Text block:
Software apps and online services
Hand tools and fabrication machines
In the past I worked more than ten years in the field of artificial imaging, image recognition and participated to several researches, starting by the mid of 1980 when I was living in Italy.
In the second mid of the 1990 decade I had several opportunities to face the challenges related to use the face and eye detection movement as a support for mobility-impaired persons. We know there are degenerative illnesses that progressively reduce the mobility of the patients, until they are constrained to a bed in an almost complete immobility.
As far as I know, nowadays patients can count on devices able to recognise small gestures of the face as well as eye movements. These devices has an incredible high cost, that dramatically reduce the number of people that can access to these resources. Another aspect is that most of them requires special computers or adapted ones, resulting in a certain complexity for usage, installation and setup.
After I have reviewed for Element14 the relatively new component by Omron Vision able to detect a number of face gestures and expressions I decided to see if it was possible to create an easy-to-use, IoT device specifically though for this kind of mobility-impaired users.
The key objectives of the PI Vision project can be focused in few words:
- Easy to use
- No special computer needed, a USB port is sufficient and should work on tablets and smartphones too
- Low-cost and extremely affordable (price no higher than $500)
- Easy to interface to non-computer devices
- Open source
The recognition approach of the device starts from the data that can be acquired by the Omron Vision component. These are not final data but a series of 3D spatial information that gives precise knowledge along the time line of the user small face gestures and eyes orientation.
This step of the recognition is also the heavier part in terms of processor usage, but the Omron component can provide updates almost fast that the final data processing can be took in charge by the Raspberry PI 3B+ in a reasonable amount of time.
The resulting data are converted in simple control codes interpreted by the Arduino MKR1000.

To do:
- a) Answer these questions using the PI Vision project text:
(i) What is the highest price the project allows for the device?
(ii) Which board handles the final data processing?
(iii) Which board interprets the control codes?
- b) According to the PI Vision project text, why do existing devices that recognize face gestures and eye movements reach few people and prove complicated to use? Answer in one to three sentences.

Data section:

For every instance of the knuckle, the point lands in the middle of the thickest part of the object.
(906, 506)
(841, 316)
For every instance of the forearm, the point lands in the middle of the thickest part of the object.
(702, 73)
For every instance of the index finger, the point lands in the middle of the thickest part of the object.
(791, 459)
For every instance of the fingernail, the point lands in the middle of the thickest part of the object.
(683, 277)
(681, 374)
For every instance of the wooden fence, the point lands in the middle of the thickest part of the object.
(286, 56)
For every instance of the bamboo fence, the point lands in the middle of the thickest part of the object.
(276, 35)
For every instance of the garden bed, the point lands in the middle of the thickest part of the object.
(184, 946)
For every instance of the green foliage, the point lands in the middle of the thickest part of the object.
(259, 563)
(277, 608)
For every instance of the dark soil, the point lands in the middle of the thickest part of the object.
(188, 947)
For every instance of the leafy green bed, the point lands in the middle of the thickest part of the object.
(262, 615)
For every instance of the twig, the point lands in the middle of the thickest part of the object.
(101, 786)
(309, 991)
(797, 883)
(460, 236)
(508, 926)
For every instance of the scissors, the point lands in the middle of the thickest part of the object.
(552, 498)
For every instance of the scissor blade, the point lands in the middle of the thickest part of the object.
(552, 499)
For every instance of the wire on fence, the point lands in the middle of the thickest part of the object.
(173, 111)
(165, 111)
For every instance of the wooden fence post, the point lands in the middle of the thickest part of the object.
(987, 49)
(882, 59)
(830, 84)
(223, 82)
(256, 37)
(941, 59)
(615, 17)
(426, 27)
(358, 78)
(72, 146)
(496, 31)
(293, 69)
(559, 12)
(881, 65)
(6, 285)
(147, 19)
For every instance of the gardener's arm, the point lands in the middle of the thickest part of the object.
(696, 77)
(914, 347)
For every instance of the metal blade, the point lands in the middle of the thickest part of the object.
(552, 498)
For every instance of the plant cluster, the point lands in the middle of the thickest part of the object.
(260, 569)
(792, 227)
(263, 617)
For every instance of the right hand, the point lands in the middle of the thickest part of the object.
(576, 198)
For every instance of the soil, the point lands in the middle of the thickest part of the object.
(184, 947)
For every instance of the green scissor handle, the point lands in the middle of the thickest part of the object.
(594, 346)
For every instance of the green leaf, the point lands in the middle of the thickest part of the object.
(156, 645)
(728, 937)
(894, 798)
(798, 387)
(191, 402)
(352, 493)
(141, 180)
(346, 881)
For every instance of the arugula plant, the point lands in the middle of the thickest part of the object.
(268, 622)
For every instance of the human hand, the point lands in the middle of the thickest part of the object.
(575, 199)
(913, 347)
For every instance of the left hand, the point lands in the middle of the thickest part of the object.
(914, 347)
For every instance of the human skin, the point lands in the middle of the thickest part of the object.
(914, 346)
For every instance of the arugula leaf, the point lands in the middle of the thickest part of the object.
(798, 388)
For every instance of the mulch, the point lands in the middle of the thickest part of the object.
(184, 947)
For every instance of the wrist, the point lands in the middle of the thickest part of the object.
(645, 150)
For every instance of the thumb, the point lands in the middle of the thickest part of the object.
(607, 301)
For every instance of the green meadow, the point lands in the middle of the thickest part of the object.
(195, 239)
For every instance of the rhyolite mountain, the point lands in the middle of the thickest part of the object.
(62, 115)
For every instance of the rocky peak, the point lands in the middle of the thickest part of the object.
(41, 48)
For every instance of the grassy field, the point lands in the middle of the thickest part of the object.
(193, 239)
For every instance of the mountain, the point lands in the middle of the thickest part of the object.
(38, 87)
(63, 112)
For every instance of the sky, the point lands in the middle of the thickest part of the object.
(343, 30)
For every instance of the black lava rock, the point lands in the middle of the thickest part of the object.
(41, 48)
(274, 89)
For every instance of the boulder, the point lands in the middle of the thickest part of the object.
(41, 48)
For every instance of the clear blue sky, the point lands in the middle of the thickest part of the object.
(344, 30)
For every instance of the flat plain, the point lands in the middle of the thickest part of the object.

Solutions to the exercise:
- a)
(i) $500
(ii) The Raspberry PI 3B+
(iii) The Arduino MKR1000

- b) Their very high cost sharply reduces the number of people who can access them. Most of them also need special or adapted computers, which makes using, installing and setting them up complicated.